■ **Extrait choisi**:
+ + +

Politique du chiffre et délit d'usage de stupéfiants

6 Octobre 2018

Pour bien comprendre la politique de répression de l’usage de drogues, et l’obsession de la police pour la chasse aux usagers, il est nécessaire de décrypter la logique de rentabilité qui anime et pervertit l’activité policière.
L’usage de stupéfiant est un délit mineur, sans victime, sans plaignant, sans danger pour autrui, sans incidence sur la résolution des enquêtes de trafic, sa répression n’est pas dissuasive, mais elle constitue néanmoins une proportion déraisonnable de l’activité policière.

La politique du chiffre est le moteur de l’activité de la police. À la qualité du travail accompli, l’administration préfère et exige de la quantité. C’est un système pervers et toxique dont les perdants sont la sécurité et le service public.

La sécurité étant un levier électoral et un outil de communication politique de premier choix, peu importe le sacrifice du qualitatif, il faut lui associer un plan com' efficace : c’est le chiffre de la délinquance. Celui-ci doit être lisible et sembler explicite pour l’opinion, et exprimer un état des lieux - dont la réalité importe moins que ce qu’on veut lui faire dire - mais en même temps, ces statistiques doivent être d’une conception suffisamment complexe pour décourager d’y regarder de plus près. On y trouve une juxtaposition de faits constatés et faits élucidés, des atteintes aux personnes et aux biens, des infractions avec et sans violence, des infractions avec et sans victime, les plaignants, auteurs et victimes sont mélangés dans la même soupe de chiffres, etc, autant de données qui de toute façon seront très peu exploitées par la police, tant la politique du chiffre est tenace, et rafle la mise face à toute stratégie cohérente à long terme de sécurité publique et de lutte contre la délinquance.

+ + +

■ **Problèmes à résoudre**:
1. Transcrivez, s'il vous plaît, le passage du texte sur la politique du chiffre qui commence par "Pour bien comprendre" et se poursuit jusqu'à "le service public.".
2. D'après le texte sur la politique du chiffre, qui sont les perdants de ce système ?
3. Rédigez la suite du texte sur la politique du chiffre à partir de l'endroit où il s'arrête.

Lignes de pointage d'objets nommés
+ + +

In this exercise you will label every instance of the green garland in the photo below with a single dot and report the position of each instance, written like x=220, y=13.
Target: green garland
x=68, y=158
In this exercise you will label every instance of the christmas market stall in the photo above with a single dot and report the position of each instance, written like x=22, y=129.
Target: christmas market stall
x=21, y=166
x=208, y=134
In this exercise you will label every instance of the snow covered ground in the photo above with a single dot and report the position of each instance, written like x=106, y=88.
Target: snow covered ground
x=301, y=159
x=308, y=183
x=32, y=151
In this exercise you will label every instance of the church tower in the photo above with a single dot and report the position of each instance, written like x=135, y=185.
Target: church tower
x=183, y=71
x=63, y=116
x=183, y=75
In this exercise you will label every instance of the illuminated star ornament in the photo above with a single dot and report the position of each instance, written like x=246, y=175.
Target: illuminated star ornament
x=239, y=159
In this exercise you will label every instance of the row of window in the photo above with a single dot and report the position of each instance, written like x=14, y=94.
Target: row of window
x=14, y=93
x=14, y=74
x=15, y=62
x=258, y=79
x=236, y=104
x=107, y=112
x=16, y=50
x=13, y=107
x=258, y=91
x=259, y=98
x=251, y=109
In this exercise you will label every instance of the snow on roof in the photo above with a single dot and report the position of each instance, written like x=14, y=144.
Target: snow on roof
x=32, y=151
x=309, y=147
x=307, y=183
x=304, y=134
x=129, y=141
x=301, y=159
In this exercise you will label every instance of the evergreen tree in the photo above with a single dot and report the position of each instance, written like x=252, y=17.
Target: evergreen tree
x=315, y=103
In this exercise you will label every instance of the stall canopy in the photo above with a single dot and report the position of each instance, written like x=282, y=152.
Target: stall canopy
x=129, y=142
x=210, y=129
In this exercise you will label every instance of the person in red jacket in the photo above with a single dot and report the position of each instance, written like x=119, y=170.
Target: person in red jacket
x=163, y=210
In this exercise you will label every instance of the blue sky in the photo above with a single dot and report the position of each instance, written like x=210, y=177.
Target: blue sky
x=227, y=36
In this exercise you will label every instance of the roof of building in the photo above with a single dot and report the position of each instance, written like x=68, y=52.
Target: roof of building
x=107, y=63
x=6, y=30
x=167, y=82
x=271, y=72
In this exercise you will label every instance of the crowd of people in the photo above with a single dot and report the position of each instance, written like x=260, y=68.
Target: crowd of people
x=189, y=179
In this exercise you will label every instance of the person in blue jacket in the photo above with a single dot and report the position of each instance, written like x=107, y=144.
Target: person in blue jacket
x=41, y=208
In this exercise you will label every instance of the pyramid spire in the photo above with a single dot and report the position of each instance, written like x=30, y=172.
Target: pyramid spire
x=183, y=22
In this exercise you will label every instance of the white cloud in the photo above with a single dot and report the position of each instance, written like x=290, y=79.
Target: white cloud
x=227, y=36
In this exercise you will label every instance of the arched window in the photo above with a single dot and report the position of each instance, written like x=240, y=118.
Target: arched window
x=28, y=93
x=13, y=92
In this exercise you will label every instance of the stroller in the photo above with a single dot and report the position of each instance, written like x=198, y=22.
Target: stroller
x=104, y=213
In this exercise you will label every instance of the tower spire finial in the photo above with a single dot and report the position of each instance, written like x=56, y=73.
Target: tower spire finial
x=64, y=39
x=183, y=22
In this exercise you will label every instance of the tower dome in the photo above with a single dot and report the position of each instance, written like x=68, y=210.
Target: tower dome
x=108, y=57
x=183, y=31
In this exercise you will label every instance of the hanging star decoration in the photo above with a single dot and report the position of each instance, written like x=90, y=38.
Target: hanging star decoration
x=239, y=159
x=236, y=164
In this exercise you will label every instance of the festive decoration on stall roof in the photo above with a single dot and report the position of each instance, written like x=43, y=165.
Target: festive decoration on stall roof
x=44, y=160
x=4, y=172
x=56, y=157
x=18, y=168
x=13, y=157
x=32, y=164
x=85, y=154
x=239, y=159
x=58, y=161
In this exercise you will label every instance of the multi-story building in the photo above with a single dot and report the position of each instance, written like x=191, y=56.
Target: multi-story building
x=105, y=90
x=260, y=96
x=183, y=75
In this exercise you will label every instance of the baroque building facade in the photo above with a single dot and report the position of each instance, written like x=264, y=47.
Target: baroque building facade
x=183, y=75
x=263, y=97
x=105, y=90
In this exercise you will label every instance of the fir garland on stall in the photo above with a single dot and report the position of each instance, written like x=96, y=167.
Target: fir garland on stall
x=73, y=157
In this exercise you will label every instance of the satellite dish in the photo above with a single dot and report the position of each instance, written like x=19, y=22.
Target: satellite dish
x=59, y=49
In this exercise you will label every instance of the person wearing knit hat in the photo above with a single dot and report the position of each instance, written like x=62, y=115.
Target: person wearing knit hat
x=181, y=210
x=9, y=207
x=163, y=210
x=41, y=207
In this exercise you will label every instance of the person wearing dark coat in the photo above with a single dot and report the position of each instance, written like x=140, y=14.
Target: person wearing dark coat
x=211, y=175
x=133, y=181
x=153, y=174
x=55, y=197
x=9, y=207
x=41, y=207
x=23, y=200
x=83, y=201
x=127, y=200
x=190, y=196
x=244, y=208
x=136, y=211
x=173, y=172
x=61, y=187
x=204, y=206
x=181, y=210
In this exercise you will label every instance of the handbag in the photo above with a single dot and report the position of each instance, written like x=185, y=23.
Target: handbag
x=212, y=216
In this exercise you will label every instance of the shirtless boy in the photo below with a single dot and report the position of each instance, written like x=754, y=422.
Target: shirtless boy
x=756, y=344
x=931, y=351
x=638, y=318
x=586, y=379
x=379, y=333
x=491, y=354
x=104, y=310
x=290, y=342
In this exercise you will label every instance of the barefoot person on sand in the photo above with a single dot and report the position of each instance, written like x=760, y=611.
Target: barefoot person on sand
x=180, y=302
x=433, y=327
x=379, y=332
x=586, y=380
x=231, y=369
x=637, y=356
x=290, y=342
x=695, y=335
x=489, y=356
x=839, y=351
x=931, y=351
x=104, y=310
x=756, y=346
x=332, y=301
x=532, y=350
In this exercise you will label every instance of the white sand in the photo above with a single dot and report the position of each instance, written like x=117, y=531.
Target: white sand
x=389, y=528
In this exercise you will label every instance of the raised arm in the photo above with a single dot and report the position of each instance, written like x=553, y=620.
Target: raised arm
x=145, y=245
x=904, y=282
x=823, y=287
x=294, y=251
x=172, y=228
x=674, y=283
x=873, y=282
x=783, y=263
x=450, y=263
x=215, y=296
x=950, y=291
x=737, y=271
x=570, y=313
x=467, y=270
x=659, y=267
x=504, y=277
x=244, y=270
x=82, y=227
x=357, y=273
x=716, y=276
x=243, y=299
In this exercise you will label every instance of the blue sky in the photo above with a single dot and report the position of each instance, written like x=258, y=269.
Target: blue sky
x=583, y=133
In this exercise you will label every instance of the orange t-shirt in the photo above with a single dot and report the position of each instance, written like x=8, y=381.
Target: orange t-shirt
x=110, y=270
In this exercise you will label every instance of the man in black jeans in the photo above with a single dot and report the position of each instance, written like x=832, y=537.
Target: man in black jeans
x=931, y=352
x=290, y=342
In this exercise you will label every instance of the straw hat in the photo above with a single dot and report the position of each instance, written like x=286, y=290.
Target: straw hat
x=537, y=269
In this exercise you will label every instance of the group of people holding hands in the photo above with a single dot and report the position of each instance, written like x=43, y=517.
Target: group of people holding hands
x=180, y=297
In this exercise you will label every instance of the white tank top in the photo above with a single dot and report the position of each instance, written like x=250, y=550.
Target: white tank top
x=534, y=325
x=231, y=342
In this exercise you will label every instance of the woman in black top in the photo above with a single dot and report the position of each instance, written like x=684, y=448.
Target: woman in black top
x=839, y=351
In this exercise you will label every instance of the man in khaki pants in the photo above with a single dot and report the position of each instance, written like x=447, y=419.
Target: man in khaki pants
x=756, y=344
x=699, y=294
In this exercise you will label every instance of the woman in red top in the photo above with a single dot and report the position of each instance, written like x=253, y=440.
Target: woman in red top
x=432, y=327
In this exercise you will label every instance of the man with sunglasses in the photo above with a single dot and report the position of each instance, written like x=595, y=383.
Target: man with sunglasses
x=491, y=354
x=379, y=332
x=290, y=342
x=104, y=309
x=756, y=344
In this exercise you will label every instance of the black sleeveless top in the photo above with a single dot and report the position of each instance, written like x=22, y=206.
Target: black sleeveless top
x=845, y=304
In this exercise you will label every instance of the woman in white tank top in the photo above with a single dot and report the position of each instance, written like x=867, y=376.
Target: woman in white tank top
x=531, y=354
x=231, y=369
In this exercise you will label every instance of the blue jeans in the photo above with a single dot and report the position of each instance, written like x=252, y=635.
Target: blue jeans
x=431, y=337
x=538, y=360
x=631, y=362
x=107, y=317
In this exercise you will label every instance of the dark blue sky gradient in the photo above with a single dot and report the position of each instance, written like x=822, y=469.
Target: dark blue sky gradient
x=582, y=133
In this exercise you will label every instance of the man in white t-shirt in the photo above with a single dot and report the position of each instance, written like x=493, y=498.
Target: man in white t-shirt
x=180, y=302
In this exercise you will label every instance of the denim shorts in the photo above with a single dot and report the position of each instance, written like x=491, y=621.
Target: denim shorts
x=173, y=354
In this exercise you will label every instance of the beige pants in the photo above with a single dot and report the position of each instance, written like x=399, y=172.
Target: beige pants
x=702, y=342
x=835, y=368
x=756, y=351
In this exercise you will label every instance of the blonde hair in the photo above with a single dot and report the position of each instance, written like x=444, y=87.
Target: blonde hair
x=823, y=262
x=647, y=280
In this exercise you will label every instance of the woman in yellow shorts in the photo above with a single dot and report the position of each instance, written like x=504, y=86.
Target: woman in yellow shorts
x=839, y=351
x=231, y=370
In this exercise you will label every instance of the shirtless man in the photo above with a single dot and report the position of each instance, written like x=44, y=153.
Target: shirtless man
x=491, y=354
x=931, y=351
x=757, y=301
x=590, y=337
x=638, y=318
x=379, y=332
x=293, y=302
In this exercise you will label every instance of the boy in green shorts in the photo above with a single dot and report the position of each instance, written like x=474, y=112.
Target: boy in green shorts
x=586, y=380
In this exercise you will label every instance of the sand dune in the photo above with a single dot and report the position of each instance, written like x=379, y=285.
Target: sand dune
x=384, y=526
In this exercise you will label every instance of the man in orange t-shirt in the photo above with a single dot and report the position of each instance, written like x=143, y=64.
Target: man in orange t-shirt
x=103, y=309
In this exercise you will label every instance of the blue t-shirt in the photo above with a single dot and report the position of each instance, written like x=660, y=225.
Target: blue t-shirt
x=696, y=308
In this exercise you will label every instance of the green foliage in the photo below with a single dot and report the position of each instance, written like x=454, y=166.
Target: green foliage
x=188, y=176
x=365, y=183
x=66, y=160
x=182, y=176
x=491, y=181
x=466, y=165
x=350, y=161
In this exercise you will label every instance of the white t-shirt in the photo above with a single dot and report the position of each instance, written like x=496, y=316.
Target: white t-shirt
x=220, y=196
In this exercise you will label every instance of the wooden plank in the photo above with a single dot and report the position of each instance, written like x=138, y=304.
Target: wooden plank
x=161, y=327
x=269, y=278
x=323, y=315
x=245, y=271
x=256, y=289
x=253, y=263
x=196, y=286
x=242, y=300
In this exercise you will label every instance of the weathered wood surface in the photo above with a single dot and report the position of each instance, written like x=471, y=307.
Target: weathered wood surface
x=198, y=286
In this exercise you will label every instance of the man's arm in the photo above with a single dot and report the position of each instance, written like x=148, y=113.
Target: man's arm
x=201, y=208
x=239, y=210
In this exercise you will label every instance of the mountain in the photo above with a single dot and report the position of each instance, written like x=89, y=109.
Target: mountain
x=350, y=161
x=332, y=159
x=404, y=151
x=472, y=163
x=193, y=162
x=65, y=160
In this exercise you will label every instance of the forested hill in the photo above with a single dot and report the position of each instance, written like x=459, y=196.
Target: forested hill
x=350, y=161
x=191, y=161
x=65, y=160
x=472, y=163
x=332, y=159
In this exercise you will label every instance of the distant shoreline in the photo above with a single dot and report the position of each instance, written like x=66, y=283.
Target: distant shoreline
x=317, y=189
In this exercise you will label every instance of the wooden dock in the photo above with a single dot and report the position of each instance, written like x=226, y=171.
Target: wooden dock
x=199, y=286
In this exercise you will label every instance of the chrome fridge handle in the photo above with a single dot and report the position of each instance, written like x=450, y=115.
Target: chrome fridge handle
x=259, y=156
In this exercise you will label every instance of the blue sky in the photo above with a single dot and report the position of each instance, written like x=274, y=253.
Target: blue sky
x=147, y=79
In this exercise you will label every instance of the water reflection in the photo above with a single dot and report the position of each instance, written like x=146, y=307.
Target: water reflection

+ + +

■ **Réponses par tâche**:
1.
Pour bien comprendre la politique de répression de l’usage de drogues, et l’obsession de la police pour la chasse aux usagers, il est nécessaire de décrypter la logique de rentabilité qui anime et pervertit l’activité policière.
L’usage de stupéfiant est un délit mineur, sans victime, sans plaignant, sans danger pour autrui, sans incidence sur la résolution des enquêtes de trafic, sa répression n’est pas dissuasive, mais elle constitue néanmoins une proportion déraisonnable de l’activité policière.

La politique du chiffre est le moteur de l’activité de la police. À la qualité du travail accompli, l’administration préfère et exige de la quantité. C’est un système pervers et toxique dont les perdants sont la sécurité et le service public.

2. La sécurité et le service public.

3.
La police doit donc être en mesure de faire état de sa productivité. Comme une usine. Or la sécurité, ce que la police est censée vendre, c’est précisément quand il n’y a rien à compter. La prévention, par exemple, n’est pas comptabilisable alors qu’elle est le meilleur atout contre l’insécurité et la criminalité. Elle est efficace mais pas "rentable". Du coup, on n’en tient peu compte, elle est négligée, les flics oublient que répression et prévention jouent un équilibre juste, et sont les deux composantes indispensables du service public qu’est la police.
Le mot même a disparu des discours politiques sécuritaires. La prévention est tombée en désuétude - comme le gardien de la Paix devenu une anxiogène "force de sécurité" - et à la présence policière s’est substituée une police d’intervention.

Alors au lieu de fabriquer de la sécurité, la police fabrique des infractions et des délinquants.
C’est ce qu’on appelle les infractions révélées par l'action des services (IRAS).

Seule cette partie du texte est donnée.